#### Data ####

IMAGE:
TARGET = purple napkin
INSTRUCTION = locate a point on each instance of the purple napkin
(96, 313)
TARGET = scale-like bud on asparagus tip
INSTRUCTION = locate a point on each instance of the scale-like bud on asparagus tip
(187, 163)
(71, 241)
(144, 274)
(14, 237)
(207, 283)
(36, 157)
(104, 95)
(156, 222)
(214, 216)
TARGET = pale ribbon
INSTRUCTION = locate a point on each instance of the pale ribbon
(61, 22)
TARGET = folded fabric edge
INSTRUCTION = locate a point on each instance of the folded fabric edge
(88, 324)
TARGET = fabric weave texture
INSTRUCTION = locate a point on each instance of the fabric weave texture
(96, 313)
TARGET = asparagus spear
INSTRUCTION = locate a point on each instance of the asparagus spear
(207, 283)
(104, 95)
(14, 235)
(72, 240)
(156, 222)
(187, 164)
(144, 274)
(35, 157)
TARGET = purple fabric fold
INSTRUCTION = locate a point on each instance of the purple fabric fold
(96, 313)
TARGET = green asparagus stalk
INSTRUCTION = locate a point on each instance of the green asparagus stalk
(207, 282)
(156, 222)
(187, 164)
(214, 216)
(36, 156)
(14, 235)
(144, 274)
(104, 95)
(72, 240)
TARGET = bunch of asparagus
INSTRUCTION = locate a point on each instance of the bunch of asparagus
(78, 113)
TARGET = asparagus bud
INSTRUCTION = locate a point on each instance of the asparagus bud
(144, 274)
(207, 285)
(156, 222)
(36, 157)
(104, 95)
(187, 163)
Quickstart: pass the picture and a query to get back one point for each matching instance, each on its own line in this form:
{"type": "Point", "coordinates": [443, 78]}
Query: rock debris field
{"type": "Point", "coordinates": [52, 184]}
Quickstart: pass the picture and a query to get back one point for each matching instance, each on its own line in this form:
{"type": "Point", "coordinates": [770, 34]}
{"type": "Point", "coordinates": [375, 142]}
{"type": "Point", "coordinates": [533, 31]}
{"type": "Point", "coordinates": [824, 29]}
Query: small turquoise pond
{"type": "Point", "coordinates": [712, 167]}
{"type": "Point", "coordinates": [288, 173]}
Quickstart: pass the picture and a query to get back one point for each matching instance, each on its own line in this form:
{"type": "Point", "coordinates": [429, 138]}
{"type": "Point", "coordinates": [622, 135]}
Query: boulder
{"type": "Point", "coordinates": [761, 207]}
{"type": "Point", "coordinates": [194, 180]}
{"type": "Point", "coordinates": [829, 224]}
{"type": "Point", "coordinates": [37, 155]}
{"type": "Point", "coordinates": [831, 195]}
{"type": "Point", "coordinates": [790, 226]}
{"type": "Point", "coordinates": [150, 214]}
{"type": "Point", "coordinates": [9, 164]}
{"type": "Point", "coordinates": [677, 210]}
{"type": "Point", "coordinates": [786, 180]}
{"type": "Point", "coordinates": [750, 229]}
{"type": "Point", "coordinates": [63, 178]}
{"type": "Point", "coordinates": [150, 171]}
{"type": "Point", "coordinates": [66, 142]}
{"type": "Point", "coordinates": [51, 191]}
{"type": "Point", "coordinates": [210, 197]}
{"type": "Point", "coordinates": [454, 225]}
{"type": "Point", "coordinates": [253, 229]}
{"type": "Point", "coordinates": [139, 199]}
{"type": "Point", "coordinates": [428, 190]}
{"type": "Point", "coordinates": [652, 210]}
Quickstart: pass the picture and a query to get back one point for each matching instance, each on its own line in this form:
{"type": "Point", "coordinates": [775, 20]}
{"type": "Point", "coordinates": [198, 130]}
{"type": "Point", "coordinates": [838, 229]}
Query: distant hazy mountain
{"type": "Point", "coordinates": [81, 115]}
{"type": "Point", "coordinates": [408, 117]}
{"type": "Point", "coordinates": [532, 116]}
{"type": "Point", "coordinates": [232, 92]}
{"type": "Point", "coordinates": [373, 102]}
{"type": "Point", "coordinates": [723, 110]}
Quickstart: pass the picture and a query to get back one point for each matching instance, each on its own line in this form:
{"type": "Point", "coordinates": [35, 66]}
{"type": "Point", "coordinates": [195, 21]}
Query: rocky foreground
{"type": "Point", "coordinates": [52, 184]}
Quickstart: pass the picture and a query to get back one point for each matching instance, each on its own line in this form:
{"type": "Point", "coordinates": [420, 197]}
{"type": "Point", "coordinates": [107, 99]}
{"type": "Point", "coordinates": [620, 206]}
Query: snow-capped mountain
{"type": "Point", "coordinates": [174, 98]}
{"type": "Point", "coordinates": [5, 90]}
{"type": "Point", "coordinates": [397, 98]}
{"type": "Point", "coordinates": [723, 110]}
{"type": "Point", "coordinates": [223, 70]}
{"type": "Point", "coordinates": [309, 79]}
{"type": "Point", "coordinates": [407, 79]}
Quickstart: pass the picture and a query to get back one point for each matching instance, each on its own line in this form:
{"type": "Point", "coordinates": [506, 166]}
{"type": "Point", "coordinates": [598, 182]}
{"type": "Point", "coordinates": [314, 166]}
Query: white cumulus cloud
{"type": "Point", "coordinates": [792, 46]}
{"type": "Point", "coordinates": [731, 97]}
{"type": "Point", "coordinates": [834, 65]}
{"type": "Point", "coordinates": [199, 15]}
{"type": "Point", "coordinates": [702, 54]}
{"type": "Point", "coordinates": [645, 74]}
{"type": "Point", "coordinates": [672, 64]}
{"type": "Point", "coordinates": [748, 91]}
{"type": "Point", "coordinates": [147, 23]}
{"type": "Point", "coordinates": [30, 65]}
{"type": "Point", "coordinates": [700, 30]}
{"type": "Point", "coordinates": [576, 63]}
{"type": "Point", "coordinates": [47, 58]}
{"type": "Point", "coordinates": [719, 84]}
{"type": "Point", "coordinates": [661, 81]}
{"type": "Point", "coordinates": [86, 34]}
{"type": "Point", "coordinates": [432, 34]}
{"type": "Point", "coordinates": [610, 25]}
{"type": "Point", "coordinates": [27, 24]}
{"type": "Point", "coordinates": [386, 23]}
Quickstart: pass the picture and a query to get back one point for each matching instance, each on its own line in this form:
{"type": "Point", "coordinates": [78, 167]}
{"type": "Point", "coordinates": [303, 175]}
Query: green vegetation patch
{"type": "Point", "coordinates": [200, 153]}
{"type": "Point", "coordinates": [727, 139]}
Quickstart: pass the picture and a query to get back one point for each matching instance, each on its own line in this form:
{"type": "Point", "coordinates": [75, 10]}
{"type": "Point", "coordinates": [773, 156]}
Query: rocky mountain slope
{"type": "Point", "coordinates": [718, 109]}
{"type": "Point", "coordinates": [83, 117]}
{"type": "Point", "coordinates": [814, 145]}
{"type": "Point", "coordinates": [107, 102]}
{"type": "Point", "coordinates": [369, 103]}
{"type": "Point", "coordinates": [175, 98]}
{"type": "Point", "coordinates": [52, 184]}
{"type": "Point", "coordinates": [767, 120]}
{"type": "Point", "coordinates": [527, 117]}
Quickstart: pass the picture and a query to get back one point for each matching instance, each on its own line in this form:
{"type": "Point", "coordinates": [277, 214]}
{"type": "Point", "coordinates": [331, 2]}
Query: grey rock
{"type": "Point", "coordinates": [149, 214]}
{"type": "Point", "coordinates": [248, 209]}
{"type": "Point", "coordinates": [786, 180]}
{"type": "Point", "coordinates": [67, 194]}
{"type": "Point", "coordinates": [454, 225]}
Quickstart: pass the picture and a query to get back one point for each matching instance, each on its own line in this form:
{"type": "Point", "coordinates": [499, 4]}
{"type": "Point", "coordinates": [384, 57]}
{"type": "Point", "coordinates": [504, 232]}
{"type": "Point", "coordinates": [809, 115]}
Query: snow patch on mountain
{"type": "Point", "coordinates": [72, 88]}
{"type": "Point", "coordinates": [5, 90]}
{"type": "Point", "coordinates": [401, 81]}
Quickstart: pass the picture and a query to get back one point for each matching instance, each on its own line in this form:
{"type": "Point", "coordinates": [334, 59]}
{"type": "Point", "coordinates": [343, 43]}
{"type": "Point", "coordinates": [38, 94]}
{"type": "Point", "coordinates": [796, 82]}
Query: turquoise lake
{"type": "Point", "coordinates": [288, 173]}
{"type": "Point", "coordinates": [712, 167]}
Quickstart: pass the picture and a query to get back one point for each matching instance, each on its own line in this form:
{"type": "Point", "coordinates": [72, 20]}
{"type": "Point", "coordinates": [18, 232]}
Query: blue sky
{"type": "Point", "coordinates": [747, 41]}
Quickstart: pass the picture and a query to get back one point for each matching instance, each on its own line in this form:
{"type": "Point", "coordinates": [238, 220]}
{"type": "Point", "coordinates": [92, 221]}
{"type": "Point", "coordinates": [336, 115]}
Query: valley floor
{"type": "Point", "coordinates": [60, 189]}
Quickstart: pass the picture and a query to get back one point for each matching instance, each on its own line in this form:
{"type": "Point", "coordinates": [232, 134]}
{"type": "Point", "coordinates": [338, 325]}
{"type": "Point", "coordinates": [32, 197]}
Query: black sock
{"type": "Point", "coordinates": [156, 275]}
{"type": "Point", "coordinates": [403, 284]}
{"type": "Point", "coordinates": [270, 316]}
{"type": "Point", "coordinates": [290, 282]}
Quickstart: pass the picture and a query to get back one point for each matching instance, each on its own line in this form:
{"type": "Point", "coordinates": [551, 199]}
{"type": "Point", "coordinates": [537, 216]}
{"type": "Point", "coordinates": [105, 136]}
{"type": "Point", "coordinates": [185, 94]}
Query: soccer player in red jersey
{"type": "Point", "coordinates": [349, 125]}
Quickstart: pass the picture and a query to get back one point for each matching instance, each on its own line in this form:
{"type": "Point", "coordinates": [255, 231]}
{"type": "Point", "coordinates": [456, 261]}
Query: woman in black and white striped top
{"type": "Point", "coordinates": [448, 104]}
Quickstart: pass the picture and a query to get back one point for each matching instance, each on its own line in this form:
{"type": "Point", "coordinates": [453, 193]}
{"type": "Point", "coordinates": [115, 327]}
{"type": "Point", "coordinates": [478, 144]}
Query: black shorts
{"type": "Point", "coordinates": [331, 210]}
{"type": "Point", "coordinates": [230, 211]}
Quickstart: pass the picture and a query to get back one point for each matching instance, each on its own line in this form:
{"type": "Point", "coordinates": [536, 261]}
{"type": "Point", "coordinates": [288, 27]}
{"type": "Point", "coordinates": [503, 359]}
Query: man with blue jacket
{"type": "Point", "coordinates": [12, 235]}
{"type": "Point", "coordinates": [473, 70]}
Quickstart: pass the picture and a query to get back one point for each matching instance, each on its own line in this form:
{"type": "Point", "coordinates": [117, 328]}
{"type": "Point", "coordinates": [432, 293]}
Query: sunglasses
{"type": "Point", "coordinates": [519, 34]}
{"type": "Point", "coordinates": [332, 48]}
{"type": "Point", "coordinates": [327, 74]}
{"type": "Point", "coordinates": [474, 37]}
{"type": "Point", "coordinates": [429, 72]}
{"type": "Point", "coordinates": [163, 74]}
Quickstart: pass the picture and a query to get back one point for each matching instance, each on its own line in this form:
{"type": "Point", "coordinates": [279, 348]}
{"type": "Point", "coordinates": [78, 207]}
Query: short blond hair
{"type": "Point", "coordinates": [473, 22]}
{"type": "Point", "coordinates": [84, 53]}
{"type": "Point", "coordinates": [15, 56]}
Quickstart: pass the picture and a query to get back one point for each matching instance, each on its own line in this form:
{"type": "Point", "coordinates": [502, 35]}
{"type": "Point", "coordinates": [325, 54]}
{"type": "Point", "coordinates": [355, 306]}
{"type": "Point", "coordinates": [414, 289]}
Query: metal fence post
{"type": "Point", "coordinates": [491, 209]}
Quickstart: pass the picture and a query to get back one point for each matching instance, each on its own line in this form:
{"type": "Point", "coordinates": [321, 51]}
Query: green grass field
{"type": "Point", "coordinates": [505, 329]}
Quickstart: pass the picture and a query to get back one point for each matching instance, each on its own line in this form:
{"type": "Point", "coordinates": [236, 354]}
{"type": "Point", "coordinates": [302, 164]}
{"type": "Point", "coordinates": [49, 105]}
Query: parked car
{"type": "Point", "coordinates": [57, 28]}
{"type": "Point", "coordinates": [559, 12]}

####

## Assignment
How many lines in the listing above contain the string "TARGET"? Answer with the number only.

## Task result
10